TASK GOAL:
Give the lines below again, with each "point" changed to "dot" and nothing else altered.
========================================================================
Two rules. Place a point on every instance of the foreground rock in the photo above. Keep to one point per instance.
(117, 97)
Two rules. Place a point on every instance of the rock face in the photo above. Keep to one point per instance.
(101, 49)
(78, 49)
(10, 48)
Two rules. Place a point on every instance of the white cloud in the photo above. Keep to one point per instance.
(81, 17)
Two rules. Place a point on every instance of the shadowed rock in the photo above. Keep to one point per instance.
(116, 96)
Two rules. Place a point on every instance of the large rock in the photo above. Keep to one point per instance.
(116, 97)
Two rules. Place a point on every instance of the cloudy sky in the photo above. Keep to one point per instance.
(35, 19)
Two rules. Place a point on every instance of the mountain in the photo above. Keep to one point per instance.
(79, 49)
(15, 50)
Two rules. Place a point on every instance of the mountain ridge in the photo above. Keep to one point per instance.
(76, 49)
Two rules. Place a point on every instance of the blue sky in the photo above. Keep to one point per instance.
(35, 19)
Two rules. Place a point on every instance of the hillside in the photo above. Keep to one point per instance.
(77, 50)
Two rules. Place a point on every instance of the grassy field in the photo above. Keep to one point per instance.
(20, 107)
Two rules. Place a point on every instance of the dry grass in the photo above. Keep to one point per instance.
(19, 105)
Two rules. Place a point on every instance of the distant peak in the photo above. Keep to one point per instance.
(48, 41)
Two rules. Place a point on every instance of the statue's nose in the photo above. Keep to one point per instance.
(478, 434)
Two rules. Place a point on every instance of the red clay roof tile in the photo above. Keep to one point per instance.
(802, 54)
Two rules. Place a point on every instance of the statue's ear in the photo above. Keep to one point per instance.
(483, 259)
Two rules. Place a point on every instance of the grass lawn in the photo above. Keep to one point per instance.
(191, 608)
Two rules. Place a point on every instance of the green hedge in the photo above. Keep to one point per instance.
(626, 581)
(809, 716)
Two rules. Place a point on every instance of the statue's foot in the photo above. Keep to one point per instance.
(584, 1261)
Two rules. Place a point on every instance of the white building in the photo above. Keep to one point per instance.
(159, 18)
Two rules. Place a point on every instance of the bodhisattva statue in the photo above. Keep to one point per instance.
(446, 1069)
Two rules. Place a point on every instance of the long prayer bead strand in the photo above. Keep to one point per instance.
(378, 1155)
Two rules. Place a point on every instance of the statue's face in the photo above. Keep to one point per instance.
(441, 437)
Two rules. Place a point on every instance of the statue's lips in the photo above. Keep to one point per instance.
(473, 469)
========================================================================
TASK ANSWER:
Two rules. Place a dot on every instance of the foreground rock in the photo above. Keep to one dot per instance.
(117, 97)
Two rules. Place a dot on every instance of the rock face in the photo above. Keep to one dot per instance.
(101, 49)
(78, 49)
(10, 48)
Two rules. Place a dot on every instance of the white cloud in the photo above. Keep to one dot per instance.
(81, 17)
Two rules. Place a dot on every instance of the shadowed rock in the photo above. Keep to one dot per instance.
(116, 96)
Two rules. Place a dot on every instance of the large rock in the photo above. Keep to one dot per instance.
(116, 97)
Two rules. Place a dot on every instance of the cloudy sky in the photo above. Keep to one dot per instance.
(35, 19)
Two rules. Place a dot on every instance of the mountain in the photo above. Keep to one dot per instance.
(79, 49)
(15, 50)
Two rules. Place a dot on every instance of the mountain ridge in the photo above. Keep to one dot per instance.
(76, 49)
Two rules. Place a dot on every instance of the blue sky in the photo above. Keep to one dot per instance.
(35, 19)
Two rules. Place a dot on every instance of the hillside in the photo above. Keep to one dot per instance.
(77, 50)
Two rules. Place a dot on every instance of the grassy field in the photo above. Keep to one dot per instance.
(20, 107)
Two rules. Place a dot on every instance of the dry grass in the photo above. Keep to one dot per instance.
(19, 105)
Two rules. Place a dot on every instance of the distant peak in the photo above. Keep to one dot per instance.
(48, 41)
Two rules. Place a dot on every instance of the statue's nose in the photo above. Keep to one dot per instance.
(478, 434)
Two rules. Place a dot on every instance of the red clay roof tile in the photo above. Keep to one dot per instance.
(802, 54)
Two rules. Place a dot on every instance of the statue's ear in the photo above. Keep to one dot per instance.
(483, 259)
Two rules. Place a dot on every instance of the grass lawn in the photo above. Keep to one dot per instance.
(191, 608)
Two rules. Place a dot on every instance of the green hedge in the photo above. Keep to one dot per instance.
(626, 581)
(809, 716)
Two rules. Place a dot on every instance of the statue's foot in the photo above. Keep to one dot per instance.
(584, 1261)
Two rules. Place a dot on every instance of the white building in the photo above. Keep to one dot per instance.
(159, 18)
Two rules. Place a dot on every instance of the bodhisattva statue in the photo above. Keep to one dot per instance.
(446, 1069)
Two rules. Place a dot on every instance of the long prayer bead strand in the photo above. Keep to one dot per instance.
(378, 1155)
Two rules. Place a dot on every instance of the statue's face in the photo above. Keep to one dot per instance.
(441, 437)
Two rules. Place a dot on every instance of the statue's lips in the photo above. Keep to one dot per instance.
(473, 469)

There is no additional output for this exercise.